───── Source material ─────

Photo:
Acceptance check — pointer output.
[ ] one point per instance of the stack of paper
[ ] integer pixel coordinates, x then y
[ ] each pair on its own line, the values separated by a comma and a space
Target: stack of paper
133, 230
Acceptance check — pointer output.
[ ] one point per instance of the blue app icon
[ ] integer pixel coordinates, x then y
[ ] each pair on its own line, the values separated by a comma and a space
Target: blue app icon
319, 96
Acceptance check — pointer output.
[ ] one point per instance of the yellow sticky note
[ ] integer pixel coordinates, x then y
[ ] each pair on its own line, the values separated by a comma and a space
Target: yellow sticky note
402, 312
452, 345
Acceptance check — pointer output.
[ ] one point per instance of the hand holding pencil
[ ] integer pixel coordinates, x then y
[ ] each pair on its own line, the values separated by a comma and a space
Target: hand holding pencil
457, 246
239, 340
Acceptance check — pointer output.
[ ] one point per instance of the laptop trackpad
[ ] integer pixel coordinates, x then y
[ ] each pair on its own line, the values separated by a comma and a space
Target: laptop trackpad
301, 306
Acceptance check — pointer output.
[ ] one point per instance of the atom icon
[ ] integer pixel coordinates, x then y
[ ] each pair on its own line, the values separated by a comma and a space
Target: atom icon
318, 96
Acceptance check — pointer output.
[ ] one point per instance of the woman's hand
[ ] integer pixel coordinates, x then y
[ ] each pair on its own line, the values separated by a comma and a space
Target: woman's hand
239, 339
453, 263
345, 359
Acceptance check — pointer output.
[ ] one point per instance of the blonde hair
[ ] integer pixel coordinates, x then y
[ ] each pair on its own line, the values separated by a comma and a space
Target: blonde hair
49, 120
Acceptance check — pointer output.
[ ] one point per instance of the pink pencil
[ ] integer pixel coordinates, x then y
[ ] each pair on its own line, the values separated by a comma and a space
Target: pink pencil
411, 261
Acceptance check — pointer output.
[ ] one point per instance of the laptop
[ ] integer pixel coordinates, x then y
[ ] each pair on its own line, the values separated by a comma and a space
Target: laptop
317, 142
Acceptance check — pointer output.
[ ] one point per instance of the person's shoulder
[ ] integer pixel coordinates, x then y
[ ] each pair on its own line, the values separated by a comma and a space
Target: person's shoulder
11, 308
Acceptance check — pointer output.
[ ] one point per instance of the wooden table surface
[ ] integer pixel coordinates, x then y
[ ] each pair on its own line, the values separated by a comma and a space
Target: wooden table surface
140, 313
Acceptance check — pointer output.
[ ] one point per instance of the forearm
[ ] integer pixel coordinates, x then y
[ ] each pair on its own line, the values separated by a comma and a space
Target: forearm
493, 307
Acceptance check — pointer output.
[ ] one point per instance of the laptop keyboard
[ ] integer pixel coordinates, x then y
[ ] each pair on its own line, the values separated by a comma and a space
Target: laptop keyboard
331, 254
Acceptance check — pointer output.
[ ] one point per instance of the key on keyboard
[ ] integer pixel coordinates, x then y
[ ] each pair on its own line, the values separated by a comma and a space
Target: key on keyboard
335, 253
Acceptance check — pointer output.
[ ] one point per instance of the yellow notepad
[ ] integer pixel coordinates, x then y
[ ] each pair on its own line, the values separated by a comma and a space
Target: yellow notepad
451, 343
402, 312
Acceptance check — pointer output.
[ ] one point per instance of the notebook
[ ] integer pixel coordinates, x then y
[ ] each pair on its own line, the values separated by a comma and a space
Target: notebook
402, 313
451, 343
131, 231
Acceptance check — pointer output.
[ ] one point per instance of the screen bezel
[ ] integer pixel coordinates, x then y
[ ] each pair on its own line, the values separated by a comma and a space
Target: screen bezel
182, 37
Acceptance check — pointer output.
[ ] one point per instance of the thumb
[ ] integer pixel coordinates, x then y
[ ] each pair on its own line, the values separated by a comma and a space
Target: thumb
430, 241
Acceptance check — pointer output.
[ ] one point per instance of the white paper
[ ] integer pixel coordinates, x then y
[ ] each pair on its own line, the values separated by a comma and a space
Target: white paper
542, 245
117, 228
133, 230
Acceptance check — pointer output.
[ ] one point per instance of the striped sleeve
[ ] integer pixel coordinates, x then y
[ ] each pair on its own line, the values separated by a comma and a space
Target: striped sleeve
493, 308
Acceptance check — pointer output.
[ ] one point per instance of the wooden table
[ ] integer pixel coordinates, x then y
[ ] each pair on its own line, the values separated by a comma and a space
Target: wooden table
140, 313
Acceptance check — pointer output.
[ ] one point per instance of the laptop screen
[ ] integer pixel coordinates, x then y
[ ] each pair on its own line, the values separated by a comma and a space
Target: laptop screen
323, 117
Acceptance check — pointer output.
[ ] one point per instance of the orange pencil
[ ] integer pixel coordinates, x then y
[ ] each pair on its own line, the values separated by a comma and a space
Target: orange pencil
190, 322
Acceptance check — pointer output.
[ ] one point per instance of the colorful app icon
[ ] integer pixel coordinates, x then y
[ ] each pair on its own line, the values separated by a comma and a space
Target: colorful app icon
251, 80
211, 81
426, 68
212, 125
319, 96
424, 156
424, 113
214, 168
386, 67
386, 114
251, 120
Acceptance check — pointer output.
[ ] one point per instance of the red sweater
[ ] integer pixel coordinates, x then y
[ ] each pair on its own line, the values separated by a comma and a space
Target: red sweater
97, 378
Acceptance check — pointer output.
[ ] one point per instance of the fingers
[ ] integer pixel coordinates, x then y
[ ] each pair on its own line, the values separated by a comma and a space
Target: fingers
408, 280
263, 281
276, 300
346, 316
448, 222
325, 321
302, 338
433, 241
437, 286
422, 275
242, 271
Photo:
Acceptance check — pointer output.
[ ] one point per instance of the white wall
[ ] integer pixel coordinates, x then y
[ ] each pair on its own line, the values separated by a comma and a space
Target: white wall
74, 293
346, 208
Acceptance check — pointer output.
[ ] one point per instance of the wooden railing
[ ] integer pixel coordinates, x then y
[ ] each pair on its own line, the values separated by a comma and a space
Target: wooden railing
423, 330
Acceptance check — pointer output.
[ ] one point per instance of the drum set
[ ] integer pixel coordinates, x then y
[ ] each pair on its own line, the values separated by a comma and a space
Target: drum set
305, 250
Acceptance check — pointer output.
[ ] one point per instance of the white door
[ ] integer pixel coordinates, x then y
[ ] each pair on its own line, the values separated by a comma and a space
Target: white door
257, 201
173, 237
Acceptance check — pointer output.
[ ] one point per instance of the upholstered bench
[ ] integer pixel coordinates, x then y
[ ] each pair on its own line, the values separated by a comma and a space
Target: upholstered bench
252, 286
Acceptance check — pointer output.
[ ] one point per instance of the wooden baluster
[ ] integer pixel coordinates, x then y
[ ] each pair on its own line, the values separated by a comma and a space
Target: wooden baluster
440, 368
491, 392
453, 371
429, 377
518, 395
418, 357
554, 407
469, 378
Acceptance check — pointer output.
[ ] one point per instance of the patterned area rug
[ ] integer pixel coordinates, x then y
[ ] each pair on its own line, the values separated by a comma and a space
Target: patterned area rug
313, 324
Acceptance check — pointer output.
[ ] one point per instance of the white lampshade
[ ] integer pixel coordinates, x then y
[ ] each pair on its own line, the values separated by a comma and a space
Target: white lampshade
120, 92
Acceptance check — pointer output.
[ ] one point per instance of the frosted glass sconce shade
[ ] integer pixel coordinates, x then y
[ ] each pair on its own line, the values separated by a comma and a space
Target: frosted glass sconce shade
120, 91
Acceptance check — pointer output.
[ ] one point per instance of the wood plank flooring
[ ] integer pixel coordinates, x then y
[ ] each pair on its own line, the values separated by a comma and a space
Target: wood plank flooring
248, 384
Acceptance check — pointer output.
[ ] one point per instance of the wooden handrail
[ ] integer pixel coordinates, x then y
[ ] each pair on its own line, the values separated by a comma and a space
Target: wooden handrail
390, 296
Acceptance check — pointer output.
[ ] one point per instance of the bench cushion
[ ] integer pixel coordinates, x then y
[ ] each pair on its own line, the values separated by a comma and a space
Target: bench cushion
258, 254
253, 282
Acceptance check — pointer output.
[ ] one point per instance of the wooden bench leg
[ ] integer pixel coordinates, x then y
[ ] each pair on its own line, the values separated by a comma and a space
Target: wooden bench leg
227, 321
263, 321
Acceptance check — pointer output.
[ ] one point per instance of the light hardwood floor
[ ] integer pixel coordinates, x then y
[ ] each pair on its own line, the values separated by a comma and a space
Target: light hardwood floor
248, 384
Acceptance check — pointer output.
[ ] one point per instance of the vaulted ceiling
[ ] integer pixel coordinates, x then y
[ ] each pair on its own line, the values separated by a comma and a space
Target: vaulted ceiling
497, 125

─────

What the task asks | Your output should be an exact copy of the lines from the top of the listing above to the line with "[ ] one point per instance of the yellow sticky", both ends included.

Solution for this task |
Photo:
Acceptance check — pointer output.
[ ] one point per instance of the stack of paper
[ ] integer pixel coordinates, x then y
[ ] each pair on its own line, the values separated by a comma and a space
Target: stack of paper
133, 230
Acceptance check — pointer output.
[ ] one point per instance of the blue app icon
[ ] integer pixel coordinates, x then y
[ ] each pair on its own line, the values separated by a comma and a space
Target: blue app icon
319, 96
Acceptance check — pointer output.
[ ] one point per instance of the yellow sticky note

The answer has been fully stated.